━━━ Data to use
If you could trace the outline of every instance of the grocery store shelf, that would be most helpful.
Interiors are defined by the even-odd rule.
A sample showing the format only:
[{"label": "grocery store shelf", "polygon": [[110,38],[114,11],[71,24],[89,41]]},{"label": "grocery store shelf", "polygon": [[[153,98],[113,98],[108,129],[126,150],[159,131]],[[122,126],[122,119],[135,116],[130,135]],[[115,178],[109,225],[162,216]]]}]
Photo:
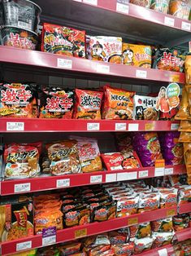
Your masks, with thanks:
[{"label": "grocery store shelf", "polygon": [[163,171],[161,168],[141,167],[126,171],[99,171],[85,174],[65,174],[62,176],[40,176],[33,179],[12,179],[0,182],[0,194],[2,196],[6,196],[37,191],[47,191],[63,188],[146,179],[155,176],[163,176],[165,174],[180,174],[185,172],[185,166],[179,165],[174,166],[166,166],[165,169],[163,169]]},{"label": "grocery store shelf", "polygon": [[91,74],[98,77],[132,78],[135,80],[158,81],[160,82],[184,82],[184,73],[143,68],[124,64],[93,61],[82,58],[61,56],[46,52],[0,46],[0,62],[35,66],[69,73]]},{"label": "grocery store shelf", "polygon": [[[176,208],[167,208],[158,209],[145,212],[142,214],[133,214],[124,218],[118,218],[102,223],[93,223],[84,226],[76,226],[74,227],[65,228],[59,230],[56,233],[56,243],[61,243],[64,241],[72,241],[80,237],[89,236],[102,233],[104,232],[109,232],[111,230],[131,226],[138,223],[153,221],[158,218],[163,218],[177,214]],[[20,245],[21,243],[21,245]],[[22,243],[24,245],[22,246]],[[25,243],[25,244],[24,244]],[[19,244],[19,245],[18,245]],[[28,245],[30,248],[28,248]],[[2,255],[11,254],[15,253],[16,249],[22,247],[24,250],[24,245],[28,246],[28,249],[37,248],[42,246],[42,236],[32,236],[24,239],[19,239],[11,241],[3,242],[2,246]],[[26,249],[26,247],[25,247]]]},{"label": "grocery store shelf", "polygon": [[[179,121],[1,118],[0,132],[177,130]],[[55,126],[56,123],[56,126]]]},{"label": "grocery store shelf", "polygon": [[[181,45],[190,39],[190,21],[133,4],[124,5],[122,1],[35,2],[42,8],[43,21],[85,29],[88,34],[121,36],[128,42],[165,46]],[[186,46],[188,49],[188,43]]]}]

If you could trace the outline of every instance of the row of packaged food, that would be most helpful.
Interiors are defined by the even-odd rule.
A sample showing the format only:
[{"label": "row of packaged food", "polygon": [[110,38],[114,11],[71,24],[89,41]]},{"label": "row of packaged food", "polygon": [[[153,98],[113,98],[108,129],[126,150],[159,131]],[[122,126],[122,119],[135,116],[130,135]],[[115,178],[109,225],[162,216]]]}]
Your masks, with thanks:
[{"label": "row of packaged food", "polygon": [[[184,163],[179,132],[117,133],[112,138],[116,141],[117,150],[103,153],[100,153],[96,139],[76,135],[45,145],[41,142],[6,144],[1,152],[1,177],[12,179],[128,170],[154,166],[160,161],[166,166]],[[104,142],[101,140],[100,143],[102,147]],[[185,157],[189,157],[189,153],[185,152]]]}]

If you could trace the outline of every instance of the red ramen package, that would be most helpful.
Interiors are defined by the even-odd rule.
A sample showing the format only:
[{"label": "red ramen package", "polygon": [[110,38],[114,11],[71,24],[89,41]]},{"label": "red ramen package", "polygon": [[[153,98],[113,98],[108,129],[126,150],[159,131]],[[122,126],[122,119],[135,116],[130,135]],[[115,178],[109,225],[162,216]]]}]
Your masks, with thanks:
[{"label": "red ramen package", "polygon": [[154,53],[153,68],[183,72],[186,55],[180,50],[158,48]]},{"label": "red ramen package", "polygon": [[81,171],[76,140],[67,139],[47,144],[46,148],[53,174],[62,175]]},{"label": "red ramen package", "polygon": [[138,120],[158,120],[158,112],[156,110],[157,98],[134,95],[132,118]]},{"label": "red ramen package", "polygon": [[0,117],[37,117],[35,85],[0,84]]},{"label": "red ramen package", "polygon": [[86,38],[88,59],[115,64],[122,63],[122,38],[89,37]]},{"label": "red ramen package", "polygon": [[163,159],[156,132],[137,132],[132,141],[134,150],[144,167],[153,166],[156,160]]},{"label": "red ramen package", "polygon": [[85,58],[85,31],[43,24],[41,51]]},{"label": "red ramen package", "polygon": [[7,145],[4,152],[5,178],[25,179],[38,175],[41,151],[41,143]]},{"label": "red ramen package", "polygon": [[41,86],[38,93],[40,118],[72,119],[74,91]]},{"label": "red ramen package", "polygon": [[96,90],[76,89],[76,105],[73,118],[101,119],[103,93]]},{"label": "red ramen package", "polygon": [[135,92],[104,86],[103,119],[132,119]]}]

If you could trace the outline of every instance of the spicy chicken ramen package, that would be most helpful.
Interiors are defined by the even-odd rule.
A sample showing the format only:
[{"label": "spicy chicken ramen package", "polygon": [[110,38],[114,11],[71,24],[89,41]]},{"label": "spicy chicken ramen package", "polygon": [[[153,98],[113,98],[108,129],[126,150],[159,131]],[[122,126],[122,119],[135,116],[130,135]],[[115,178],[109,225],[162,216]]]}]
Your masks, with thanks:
━━━━━━
• _Task instructions_
Starting from the line with "chicken ramen package, that would be most helpful." and ending with the final line of the data, quote every line exactly, both ends included.

• _Reply_
If you could trace the outline of every instance of the spicy chicken ramen package, that would be most helpful.
Interiors are defined by the even-odd rule.
A sample showing the format only:
[{"label": "spicy chicken ramen package", "polygon": [[110,38],[114,11],[71,24],[89,41]]},{"label": "spicy chicken ramen package", "polygon": [[[153,98],[113,98],[108,129],[126,150],[159,131]],[[122,126],[122,119],[135,116],[130,135]],[[115,178],[109,225],[162,216]]]}]
Your masks, with thanks:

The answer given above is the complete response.